Vous connaissez tous la célèbre phrase de Talleyrand : « Tout ce qui est excessif est insignifiant ».
Le précédent historique cité dans l'exposé des motifs ne tient pas. On ne peut pas faire un parallèle avec la loi votée en 1916 en pleine guerre : on n'est pas en guerre sanitaire, arrêtons les grands mots.
Qui sont les profiteurs de la crise, s'il y en a ?
La rapporteure nous explique qu'il s'agit de toutes les entreprises dont les bénéfices ont augmenté entre 2019 et 2020. Mais ce critère est totalement absurde. L'évolution des bénéfices d'une entreprise n'est pas forcément liée à la crise du covid. On ne parle en outre que de ceux qui ont augmenté, mais il faudrait peut-être parler de ceux qui se sont effondrés voire sont devenus des pertes. Auriez-vous dit que cette taxe était destinée à soutenir les entreprises en difficulté, on pourrait peut-être pu en discuter. Mais celles qui font face à des pertes, cela ne vous intéresse pas ; ce sont beaucoup de petites et moyennes entreprises, pour des raisons très diverses.
Il est un peu étrange, pour des gens qui prêchent la justice, de développer l'injustice.

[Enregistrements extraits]
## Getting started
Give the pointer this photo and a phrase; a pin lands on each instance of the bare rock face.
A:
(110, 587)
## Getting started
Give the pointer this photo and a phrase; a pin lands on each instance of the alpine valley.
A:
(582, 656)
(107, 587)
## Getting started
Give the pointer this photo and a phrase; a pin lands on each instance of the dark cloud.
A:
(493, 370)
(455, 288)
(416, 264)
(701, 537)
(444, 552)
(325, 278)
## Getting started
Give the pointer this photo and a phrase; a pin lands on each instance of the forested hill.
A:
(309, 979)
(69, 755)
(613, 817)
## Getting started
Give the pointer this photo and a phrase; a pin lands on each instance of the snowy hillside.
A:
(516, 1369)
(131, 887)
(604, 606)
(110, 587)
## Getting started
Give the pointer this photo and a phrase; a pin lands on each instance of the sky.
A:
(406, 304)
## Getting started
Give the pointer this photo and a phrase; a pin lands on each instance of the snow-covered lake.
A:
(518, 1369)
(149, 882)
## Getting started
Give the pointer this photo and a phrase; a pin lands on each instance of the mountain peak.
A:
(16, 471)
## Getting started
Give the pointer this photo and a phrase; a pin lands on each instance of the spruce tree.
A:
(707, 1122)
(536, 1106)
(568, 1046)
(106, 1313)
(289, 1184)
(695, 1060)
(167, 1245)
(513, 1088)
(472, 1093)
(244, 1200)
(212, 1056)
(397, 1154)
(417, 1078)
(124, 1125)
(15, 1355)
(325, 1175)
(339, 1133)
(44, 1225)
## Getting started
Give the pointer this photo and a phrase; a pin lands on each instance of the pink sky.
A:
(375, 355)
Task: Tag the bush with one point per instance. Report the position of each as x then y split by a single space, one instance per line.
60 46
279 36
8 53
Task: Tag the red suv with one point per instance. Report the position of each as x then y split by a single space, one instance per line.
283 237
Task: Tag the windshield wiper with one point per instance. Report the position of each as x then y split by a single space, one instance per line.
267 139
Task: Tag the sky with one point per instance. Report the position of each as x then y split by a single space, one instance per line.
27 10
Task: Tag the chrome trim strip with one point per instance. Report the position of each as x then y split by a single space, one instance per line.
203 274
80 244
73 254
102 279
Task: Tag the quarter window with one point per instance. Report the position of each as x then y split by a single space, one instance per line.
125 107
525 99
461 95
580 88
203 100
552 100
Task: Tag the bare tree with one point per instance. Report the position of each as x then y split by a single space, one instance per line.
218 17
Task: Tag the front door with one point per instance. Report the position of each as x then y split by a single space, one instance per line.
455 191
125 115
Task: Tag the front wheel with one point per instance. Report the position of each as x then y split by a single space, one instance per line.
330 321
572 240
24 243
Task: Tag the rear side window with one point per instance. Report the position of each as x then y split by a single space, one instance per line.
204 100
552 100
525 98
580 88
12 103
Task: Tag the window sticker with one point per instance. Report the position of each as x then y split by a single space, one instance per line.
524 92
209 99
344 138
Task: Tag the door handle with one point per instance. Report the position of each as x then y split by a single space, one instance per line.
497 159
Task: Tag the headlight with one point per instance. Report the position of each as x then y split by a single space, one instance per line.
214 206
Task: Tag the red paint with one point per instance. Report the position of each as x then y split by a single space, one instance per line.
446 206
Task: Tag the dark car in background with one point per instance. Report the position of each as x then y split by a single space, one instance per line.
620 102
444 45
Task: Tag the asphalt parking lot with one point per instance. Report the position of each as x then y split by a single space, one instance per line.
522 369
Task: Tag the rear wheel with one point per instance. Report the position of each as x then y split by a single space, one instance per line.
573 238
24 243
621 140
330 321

» **TÂCHES À RÉALISER**
1: Reformulez sous forme de liste le paragraphe de l'extrait qui commence par « La rapporteure nous explique », en conservant ses faits principaux.
2: Poursuivez l'extrait sur la taxe visant les profiteurs de la crise à partir de sa dernière phrase.
Les enregistrements constituent un matériau distinct de l'extrait.

» **RÉPONSES PAR TÂCHE**
1:
- Pour la rapporteure, les profiteurs de la crise sont toutes les entreprises dont les bénéfices ont augmenté entre 2019 et 2020.
- Ce critère est jugé absurde, car l'évolution des bénéfices d'une entreprise n'est pas forcément liée à la crise du covid.
- Il n'est question que des bénéfices en hausse, pas de ceux qui se sont effondrés ou sont devenus des pertes.
- Une taxe destinée à soutenir les entreprises en difficulté aurait pu être discutée.
- Les entreprises en perte n'intéressent pas les défenseurs de la taxe. Ce sont souvent des petites et moyennes entreprises, en difficulté pour des raisons très diverses.

2:
L'essentiel du problème tient au fait que le dispositif proposé n'est absolument pas à la hauteur de ses ambitions. Il est même très curieux. Prenons l'exemple d'un groupe qui fait 30 % de son chiffre d'affaires en France et 70 % à l'étranger, mais dont 10 % des bénéfices sont réalisés en France et 90 % à l'étranger – ce qui est le cas d'un certain nombre de grands groupes. Vous avez prévu un correctif qui consiste à dire que si le pourcentage du chiffre d'affaires n'est pas cohérent avec celui du bénéfice, un rapport est opéré entre les deux. Avec cet exemple de 30 % de chiffre d'affaires et 10 % des bénéfices réalisés en France, le résultat est qu'il faudrait multiplier l'imposition par trois, donc taxer à 150 %. C'est aberrant !
Une telle contribution exceptionnelle serait de nature à placer la France dans une situation totalement incohérente au sein de l'espace économique européen.
La véritable piste, dont nous parlons depuis des années au sein de la commission des finances, c'est de fixer un taux minimum d'impôt sur les sociétés à l'échelle mondiale. L'ancien président des États-Unis a été renvoyé à Mar-a-Lago et remplacé par Joe Biden, un garçon sensé qui indique vouloir fixer un taux mondial minimum de 21 % pour l'impôt sur les sociétés. C'est un énorme progrès puisqu'on parlait plutôt jusqu'à présent d'un taux minimum de 12,5 % à 15 %. Telle est la voie intelligente et efficace ; et non de proposer pour des raisons purement politiques et populistes un système dont la rapporteure a convenu qu'il n'avait aucune chance d'aboutir, heureusement d'ailleurs.